*Stated task 1*
Pick out every line in the entries below that contains the string "Reply".

*Article*
+===+

# THE BLESSING OF THE PETS



## Luciledodd (Sep 5, 2009)

I took Rosie to the Blessing of the Pets today. She was afraid at first of the big dogs, especially those that were jumping up on everyone that walked by. But then she was content to walk around. But she wouldn't have anything to do with the Shih Tzus and everyone thought she was a mixed breed one. Then I heard one may say that he at first thought that lady had a skunk with her. lol A certain boxer looked at her as if she would make a good meal.


----------



## HavaneseSoon (Nov 4, 2008)

Thank you so much for sharimg your experience. I had never heard of a pet blessing.


----------



## dodrop82 (May 21, 2010)

Me neither, but I'm pretty sure my girls need a good blessing!


----------



## Lizzie'sMom (Oct 13, 2010)

Very nice picture of Rosie!

There is a church around here that has blessing of the pets tomorrow. I think I may take Lizzie.


----------



## Kathie (Jul 31, 2008)

Great pictures! I think the Presbyterian church here does that once a year. Neat idea!


----------



## The Laughing Magpie (Aug 20, 2009)

Saint Francis of Assisi is the saint of pets and ecology, around Oct 4 or first part of Oct many Catholic churches do a day to bless the pets. Today there are inter faith churches that do it too. Lucile is that Rosie with the small girl??? Who is the cute little girl???


----------



## dodrop82 (May 21, 2010)

Hmmmm.....I'm gonna have to have a little talk with Father Bries, and let him know he's slackin'! HeeHee!


----------

+===+

*Data rows*

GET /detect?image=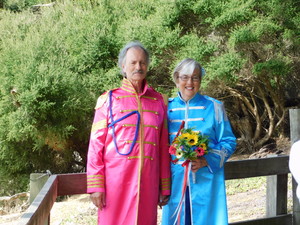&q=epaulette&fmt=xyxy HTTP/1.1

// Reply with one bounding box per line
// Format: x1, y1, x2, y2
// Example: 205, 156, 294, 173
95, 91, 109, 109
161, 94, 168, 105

+===+

*Stated task 2*
According to the pet blessing thread, which saint is the saint of pets and ecology?

*Worked answer 1*
// Reply with one bounding box per line

*Worked answer 2*
Saint Francis of Assisi